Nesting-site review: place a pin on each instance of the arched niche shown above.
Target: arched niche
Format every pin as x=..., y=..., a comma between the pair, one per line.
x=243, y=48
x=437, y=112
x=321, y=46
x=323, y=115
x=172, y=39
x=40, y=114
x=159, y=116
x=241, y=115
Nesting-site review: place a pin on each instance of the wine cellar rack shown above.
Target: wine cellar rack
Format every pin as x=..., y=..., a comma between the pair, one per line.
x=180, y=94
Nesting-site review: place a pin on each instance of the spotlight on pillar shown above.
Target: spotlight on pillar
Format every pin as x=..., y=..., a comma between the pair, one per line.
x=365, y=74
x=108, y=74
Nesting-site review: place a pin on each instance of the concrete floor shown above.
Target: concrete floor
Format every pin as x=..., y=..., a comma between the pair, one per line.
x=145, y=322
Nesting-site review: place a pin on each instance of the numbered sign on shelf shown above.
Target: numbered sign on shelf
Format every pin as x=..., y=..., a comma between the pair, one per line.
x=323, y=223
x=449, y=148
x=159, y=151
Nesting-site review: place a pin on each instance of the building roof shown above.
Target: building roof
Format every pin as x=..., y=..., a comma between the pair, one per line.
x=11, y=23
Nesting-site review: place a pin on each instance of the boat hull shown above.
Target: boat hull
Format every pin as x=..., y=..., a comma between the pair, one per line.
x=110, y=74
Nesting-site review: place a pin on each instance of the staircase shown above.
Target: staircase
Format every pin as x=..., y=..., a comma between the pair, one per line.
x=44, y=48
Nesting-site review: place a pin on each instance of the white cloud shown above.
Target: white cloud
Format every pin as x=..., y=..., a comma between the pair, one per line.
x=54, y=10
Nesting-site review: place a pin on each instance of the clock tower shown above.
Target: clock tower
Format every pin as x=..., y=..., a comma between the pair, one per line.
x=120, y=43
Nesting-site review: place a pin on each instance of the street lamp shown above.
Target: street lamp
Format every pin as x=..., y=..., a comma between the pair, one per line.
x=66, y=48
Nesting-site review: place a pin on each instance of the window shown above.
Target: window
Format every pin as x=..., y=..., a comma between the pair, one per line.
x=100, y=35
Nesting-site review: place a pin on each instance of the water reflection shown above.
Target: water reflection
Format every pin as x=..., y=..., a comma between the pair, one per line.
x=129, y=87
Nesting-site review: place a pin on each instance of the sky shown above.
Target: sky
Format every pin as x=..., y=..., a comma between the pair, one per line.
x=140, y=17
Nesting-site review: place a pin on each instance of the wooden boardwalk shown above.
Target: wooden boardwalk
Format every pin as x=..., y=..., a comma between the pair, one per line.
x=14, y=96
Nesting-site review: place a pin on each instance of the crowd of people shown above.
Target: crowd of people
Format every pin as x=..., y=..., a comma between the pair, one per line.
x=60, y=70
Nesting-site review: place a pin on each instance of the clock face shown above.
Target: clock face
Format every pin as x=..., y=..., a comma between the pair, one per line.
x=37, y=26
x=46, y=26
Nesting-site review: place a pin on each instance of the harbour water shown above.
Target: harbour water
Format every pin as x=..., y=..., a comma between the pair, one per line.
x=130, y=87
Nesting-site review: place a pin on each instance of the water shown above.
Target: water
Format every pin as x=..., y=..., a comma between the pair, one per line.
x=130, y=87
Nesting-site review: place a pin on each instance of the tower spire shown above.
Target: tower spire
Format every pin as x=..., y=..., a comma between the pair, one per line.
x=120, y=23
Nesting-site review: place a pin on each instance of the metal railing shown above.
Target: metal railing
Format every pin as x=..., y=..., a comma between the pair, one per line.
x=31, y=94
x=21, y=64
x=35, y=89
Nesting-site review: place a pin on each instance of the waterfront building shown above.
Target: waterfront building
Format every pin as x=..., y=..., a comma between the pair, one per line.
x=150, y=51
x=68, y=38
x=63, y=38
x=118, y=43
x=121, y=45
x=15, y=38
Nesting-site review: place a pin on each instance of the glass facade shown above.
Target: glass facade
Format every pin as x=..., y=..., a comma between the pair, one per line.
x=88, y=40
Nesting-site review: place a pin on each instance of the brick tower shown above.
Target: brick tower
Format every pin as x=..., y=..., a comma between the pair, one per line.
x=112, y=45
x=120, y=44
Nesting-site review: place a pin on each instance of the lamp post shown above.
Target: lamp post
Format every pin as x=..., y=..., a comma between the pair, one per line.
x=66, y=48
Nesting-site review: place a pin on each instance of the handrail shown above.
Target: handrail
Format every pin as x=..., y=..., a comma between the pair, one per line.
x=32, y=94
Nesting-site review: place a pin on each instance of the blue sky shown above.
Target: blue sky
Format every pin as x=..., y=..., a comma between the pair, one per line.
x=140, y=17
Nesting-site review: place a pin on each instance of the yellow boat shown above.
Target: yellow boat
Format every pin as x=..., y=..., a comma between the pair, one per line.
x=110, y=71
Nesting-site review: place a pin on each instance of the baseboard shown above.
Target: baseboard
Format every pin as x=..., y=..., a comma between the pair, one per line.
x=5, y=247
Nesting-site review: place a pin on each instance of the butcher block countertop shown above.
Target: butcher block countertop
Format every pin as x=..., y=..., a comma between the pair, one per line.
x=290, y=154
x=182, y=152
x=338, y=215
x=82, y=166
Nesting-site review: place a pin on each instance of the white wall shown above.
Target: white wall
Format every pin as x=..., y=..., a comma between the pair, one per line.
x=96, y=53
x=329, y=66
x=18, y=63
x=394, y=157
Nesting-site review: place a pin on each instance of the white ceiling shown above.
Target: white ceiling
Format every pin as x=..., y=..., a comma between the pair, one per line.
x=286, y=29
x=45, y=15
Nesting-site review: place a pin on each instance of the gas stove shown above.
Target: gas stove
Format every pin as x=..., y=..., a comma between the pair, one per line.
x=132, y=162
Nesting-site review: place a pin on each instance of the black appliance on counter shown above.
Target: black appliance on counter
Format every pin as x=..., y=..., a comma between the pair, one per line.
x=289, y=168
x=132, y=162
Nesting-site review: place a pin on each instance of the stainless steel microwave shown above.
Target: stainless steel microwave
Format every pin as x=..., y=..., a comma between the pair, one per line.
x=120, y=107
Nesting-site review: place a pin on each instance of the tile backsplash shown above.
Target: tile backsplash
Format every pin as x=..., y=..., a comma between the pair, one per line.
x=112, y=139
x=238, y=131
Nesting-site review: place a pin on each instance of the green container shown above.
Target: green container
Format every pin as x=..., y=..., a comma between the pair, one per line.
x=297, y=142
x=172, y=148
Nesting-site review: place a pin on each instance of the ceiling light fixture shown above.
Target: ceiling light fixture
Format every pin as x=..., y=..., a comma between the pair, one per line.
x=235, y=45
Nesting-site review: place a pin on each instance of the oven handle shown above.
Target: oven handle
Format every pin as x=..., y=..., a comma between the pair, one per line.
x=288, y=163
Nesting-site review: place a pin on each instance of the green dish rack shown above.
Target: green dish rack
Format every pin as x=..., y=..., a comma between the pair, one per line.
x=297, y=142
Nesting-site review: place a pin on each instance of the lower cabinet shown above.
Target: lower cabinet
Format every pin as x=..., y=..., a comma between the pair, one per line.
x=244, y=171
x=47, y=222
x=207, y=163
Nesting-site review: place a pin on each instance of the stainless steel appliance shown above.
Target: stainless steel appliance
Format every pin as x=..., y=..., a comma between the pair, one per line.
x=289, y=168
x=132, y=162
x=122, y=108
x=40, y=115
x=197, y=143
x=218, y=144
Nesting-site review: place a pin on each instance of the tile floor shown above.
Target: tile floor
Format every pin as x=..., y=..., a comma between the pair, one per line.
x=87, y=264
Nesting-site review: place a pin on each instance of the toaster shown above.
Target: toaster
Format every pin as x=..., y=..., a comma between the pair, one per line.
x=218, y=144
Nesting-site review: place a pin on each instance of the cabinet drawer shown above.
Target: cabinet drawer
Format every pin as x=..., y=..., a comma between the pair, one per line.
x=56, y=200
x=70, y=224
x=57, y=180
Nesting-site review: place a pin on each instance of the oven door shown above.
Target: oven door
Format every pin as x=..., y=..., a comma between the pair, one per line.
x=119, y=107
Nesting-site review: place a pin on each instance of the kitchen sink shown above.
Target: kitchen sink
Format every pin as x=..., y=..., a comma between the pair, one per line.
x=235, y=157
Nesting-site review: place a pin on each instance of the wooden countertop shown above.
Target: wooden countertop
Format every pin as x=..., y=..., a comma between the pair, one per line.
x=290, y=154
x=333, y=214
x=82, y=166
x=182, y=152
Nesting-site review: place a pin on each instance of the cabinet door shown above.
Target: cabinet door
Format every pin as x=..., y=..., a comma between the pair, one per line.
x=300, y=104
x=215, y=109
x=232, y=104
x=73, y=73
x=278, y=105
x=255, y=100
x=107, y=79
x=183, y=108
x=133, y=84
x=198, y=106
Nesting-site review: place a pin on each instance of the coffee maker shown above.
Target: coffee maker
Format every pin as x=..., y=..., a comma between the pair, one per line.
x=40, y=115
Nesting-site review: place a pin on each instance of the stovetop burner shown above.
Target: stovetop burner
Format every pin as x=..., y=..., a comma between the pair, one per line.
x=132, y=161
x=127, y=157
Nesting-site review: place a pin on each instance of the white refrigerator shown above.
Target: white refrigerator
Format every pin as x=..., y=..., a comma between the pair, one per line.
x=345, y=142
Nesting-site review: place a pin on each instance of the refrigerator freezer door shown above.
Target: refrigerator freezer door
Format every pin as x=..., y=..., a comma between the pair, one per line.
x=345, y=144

○ ○ ○ ○ ○ ○ ○

WHAT NEEDS TO BE DONE
Retype only this portion of the data above: the line containing "Target: metal railing", the line containing "Target: waterfront building", and all lines between them, exactly.

RESPONSE FOR THIS EXERCISE
Target: metal railing
Format every pin as x=..., y=..., a comma between the pair, one per line.
x=31, y=94
x=21, y=64
x=35, y=89
Nesting-site review: place a pin on each instance of the waterfront building shown above.
Target: waterfront building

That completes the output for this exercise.